= Set exercise =
Rewrite the data below, putting "snowy ground" wherever "snow-covered ground" appears and changing nothing else. Leave out the pictures.

═══ Supplied material ═══

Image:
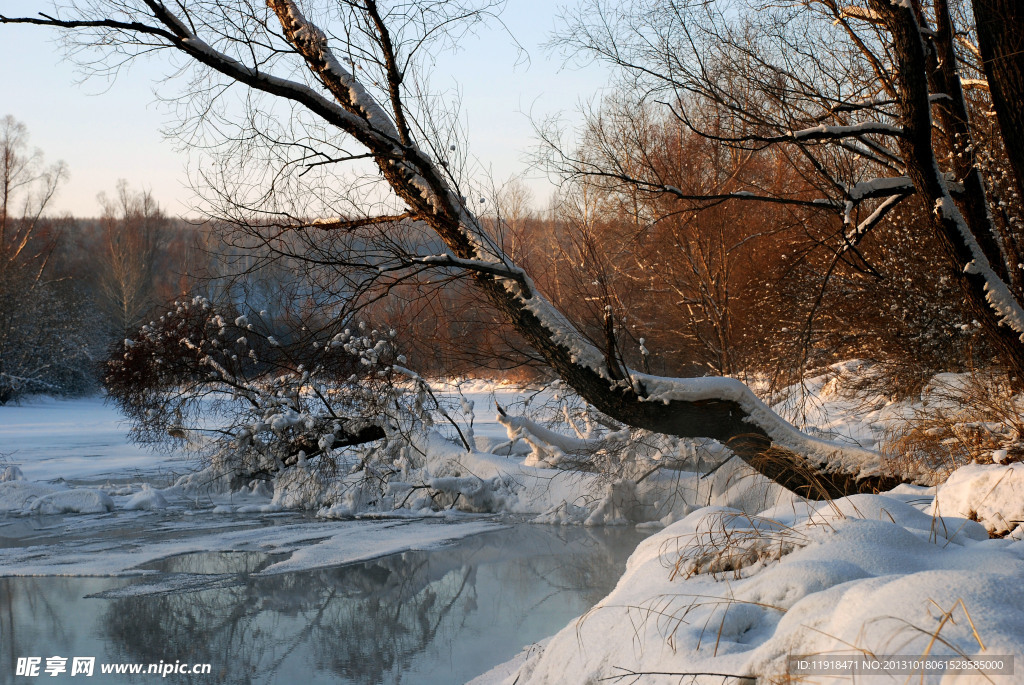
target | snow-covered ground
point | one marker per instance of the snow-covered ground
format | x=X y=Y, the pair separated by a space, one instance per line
x=742 y=581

═══

= Task response =
Image:
target | snowy ground
point | one marker per instance of the snowy ground
format | x=X y=Y, the pair separated by a space, one instance per line
x=742 y=581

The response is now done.